Convert everything from the line containing "Find the <item>protest" down to the end of the records below into a numbered list, omitting any blank lines.

Raw records:
----------

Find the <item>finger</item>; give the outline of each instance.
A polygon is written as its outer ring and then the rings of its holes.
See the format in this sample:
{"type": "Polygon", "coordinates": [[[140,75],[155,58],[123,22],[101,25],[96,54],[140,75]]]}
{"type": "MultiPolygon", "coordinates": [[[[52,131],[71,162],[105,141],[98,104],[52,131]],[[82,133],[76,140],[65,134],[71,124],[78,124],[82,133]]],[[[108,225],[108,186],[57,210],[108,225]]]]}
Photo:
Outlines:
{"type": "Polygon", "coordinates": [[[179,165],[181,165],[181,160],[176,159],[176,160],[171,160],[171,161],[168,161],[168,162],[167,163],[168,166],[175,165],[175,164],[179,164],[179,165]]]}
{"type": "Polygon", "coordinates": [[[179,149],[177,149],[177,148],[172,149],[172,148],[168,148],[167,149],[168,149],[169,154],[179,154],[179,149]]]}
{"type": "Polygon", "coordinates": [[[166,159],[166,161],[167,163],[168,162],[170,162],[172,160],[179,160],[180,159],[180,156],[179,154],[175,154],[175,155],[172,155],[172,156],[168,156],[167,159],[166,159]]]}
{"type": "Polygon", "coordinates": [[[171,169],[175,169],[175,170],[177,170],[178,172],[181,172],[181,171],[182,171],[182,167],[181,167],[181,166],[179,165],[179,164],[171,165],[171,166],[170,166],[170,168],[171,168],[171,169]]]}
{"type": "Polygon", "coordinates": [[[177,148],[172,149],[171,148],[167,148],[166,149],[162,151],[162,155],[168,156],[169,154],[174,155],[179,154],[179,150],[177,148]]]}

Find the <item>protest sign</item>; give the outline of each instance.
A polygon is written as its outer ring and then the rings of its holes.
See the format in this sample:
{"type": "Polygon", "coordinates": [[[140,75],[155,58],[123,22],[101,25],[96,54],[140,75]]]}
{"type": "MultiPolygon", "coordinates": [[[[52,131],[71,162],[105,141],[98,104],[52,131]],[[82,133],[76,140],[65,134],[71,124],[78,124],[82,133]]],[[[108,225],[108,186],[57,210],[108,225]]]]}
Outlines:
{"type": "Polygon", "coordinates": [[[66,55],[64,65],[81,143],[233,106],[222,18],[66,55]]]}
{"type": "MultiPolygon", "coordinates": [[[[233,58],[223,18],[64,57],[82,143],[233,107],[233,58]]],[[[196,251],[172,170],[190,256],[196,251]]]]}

----------

Correct answer:
1. Find the <item>protest sign</item>; give the outline of each instance.
2. A polygon is written as its outer ring and then the rings of its holes.
3. See the format in this sample:
4. {"type": "Polygon", "coordinates": [[[140,75],[155,58],[123,22],[101,25],[96,54],[140,75]]]}
5. {"type": "MultiPolygon", "coordinates": [[[[52,131],[71,162],[105,141],[98,104],[52,131]],[[82,133],[76,140],[65,134],[71,124],[78,124],[82,133]]],[[[108,225],[108,186],[57,210],[108,225]]]]}
6. Outlines:
7. {"type": "Polygon", "coordinates": [[[66,55],[64,65],[81,143],[233,106],[222,18],[66,55]]]}
8. {"type": "MultiPolygon", "coordinates": [[[[233,58],[223,18],[64,57],[82,143],[233,107],[233,58]]],[[[196,251],[172,170],[190,256],[196,251]]]]}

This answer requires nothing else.